Records from a data source
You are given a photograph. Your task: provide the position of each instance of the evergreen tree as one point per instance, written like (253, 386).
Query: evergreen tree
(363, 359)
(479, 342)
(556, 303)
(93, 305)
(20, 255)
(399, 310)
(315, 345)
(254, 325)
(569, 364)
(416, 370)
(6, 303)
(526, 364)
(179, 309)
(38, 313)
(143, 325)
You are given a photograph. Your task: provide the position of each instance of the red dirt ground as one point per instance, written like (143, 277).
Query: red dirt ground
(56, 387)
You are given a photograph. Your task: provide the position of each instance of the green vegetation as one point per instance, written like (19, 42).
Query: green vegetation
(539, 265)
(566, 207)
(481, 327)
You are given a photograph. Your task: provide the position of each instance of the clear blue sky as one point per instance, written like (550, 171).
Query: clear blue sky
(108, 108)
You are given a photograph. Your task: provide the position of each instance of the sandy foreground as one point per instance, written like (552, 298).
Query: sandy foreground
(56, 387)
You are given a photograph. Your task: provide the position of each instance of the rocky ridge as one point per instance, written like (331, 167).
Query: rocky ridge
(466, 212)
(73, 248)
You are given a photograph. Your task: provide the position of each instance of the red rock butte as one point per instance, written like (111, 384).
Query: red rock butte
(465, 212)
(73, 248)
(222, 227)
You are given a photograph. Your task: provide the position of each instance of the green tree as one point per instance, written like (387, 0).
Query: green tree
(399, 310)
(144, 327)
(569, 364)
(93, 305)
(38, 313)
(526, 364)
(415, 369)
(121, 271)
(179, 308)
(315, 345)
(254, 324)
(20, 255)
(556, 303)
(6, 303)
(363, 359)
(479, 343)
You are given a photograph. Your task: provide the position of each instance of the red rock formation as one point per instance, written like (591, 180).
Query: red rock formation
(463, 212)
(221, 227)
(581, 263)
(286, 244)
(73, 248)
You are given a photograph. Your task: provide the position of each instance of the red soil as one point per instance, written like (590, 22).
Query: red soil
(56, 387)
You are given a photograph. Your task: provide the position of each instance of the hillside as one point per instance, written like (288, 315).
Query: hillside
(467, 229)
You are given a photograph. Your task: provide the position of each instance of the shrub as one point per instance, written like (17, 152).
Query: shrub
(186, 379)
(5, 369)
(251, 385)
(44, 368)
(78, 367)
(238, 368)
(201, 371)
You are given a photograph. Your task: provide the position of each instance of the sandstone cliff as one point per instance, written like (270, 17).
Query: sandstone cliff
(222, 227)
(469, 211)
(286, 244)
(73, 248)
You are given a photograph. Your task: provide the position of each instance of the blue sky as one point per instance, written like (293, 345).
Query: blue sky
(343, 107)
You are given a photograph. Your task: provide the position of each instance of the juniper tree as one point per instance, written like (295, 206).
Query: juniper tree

**What to work on**:
Print exactly the lines above, starting at the line that contains "like (387, 0)." and ending with the last line of the records, both included.

**Exercise output**:
You are given a photograph. Your task: provide the position of each instance of the green tree as one point per instance, written like (387, 0).
Query: green tree
(399, 310)
(144, 327)
(569, 364)
(93, 305)
(38, 313)
(526, 364)
(415, 369)
(121, 271)
(179, 308)
(315, 345)
(254, 324)
(20, 255)
(556, 303)
(6, 303)
(363, 359)
(479, 343)
You are given a photograph. Your task: provide the position of each instance of the red rock formation as one point per instance, written like (591, 180).
Query: red rock formation
(463, 212)
(221, 227)
(581, 263)
(286, 244)
(73, 248)
You are given a photograph. Your task: provide the position of each instance of the red soil as one point per instance, written like (590, 22).
Query: red soil
(56, 387)
You are given a photograph. Your task: provide the position of each instance of the hillside as one point per instance, written like (288, 315).
Query: hillside
(467, 229)
You are given a photograph. Your task: provide the position of each instance of the shrub as one point per instance, written like (17, 152).
Query: shrub
(186, 379)
(5, 369)
(251, 385)
(44, 368)
(78, 367)
(238, 368)
(201, 371)
You are given a photograph. Your task: provide the position of each instance of the sandstone cliff as one point per instance, written like (270, 17).
Query: sandstone cliff
(222, 227)
(469, 211)
(286, 244)
(73, 248)
You are given a photograph. Your task: provide the position of each instance of the blue sky as one point per instance, written like (293, 345).
Query: blue sky
(343, 107)
You are given a photograph. Your task: provide the position of each instance of the juniper tree as one point per instance, written like (295, 206).
Query: juniper tree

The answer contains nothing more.